DOCUMENT SECTION.
==================================================
Michael Lindenberger, everything a journalist should be.
Michael Lindenberger’s legion of good friends and admiring
colleagues mourn his loss. At 51, he is dead too soon, felled by a mysterious
illness that his doctors couldn’t identify.
Given time, Michael would have become, I am confident, one
of America’s best-known and best-loved writers. He was that good and he worked
at it that hard. Time was all he needed, time that has been denied him – and all
the people who loved and admired him.
During the time we worked together at The Dallas Morning
News, Michael was everything I believe a good journalist should be: a compelling
writer, effective interviewer and diligent researcher.
But he was more than that. He was tough-minded but
kind-hearted, suspicious of power but tolerant of human frailty, courageous without
being foolhardy, thoughtful but no egghead, confident but not egocentric.
His untimely death cuts short a career that was beginning to
soar. Earlier this year, he was a part of a team that won the Pulitzer Prize for
a series of stories in the Houston Chronicle about “The Big Lie,” the myth of
stolen ballots, rigged elections and fake voters.
He only recently had moved to the Kansas City Star to become
the editorial page editor and vice president.
He spent 14 years as a reporter at The News, where he had
few peers. There were no holes in a Lindenberger story. It was thoroughly reported,
carefully organized and skillfully written. He was an editor’s dream.
We sat at adjacent desks, and I would get a running
commentary about the progress of his stories. Michael liked to talk things
through. I suppose it helped him organize the story before he sat down to
write. His telephone interviews, which I couldn’t help but overhear, were like
a master’s class in the art of interviewing.
==================================================
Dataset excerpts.
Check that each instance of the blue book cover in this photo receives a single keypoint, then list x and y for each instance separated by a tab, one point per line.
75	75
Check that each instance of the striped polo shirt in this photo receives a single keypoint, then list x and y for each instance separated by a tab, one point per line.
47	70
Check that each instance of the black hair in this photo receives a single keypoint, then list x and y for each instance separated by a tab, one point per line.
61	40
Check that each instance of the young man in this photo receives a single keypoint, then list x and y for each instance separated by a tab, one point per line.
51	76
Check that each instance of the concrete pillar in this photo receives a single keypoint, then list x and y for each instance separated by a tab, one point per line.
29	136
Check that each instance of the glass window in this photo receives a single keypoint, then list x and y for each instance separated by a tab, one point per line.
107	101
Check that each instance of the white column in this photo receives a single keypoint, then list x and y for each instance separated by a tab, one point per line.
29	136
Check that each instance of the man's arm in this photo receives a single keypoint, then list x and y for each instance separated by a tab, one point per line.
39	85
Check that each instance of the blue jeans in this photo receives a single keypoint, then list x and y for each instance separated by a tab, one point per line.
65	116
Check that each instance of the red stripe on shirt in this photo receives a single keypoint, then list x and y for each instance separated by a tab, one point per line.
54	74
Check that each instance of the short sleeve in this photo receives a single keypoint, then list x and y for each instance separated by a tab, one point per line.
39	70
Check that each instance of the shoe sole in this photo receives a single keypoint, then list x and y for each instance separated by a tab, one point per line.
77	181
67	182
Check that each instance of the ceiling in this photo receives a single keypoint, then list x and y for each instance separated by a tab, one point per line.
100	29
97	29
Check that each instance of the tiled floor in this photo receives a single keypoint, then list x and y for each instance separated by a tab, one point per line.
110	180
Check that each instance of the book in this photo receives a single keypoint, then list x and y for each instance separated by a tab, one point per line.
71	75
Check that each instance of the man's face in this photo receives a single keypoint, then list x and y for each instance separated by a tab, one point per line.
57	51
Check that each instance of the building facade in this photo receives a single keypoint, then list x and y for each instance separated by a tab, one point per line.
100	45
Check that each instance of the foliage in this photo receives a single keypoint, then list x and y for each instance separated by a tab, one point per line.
==================================================
LIST OF TASKS.
[A] In the tribute to Michael Lindenberger, how many years did he spend as a reporter at The News?
[B] Can you translate this sentence from the tribute to Michael Lindenberger into Spanish: "There were no holes in a Lindenberger story."

WRITTEN ANSWERS.
[A] 14 years.

[B] No había huecos en una historia de Lindenberger.